::: Recorded data :::

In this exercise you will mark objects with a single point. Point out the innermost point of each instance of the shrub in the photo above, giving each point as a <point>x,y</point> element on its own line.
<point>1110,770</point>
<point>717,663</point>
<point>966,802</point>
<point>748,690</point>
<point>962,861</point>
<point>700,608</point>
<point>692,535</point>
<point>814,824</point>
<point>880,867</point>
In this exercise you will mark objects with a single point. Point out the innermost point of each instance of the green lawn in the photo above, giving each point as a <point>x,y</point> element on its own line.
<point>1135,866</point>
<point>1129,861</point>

:::
::: Recorded data :::

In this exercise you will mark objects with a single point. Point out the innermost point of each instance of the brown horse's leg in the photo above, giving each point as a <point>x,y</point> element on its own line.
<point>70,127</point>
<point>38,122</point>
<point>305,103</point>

:::
::: Recorded data :::

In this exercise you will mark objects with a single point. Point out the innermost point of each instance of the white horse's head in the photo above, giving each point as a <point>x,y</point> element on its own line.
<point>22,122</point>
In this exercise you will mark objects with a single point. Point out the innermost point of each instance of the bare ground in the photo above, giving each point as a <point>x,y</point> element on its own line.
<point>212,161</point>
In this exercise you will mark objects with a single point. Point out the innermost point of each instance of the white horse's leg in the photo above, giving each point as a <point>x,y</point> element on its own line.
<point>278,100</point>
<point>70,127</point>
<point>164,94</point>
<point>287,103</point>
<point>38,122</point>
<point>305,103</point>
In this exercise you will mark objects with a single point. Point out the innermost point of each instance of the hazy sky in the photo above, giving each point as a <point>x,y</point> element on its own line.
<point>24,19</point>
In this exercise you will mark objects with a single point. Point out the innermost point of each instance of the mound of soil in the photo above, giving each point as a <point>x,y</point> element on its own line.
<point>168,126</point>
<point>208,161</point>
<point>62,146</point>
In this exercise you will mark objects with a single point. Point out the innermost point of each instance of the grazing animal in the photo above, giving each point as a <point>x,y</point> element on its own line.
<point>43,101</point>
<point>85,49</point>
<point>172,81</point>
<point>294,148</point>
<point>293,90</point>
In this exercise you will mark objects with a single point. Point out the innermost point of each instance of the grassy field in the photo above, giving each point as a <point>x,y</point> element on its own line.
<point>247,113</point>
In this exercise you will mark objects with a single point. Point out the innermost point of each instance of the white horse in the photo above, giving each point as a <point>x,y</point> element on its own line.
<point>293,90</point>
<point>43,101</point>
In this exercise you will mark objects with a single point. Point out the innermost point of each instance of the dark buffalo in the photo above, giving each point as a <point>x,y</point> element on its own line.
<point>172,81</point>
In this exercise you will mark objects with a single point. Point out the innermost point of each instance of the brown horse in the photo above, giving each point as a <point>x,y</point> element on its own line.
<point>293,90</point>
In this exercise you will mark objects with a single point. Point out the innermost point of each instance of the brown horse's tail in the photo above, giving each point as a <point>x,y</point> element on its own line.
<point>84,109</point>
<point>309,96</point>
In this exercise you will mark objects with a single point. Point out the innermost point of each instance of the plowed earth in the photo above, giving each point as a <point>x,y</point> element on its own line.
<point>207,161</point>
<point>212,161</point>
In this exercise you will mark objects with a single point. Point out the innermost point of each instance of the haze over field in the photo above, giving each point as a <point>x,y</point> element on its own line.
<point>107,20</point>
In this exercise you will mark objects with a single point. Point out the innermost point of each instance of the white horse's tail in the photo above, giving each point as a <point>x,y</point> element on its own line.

:::

Word for word, restate the lines of the data above that fall between the line holding "brown horse's tail" and the line holding "white horse's tail", inclusive, and no other lines.

Answer to this task:
In this exercise you will mark objects with a single point. Point out the innermost point of each instance of the brown horse's tail in the photo above, giving each point as a <point>x,y</point> element on its own line.
<point>84,109</point>
<point>309,96</point>
In this exercise you will mark objects with a single point. Point out the innermost point of each instance of the plowed earth in the photo above, giving each point as a <point>x,y</point> element on its own line.
<point>207,161</point>
<point>212,161</point>
In this exercise you will mark objects with a single point. Point out the innermost point of each instance of the haze over field in the photo above, giving each point as a <point>x,y</point> element on its own line.
<point>107,20</point>
In this exercise you will mark objects with a single point. Point out the innermost point of each instance of the white horse's tail in the photo above, giving each point as a <point>x,y</point> element on its own line.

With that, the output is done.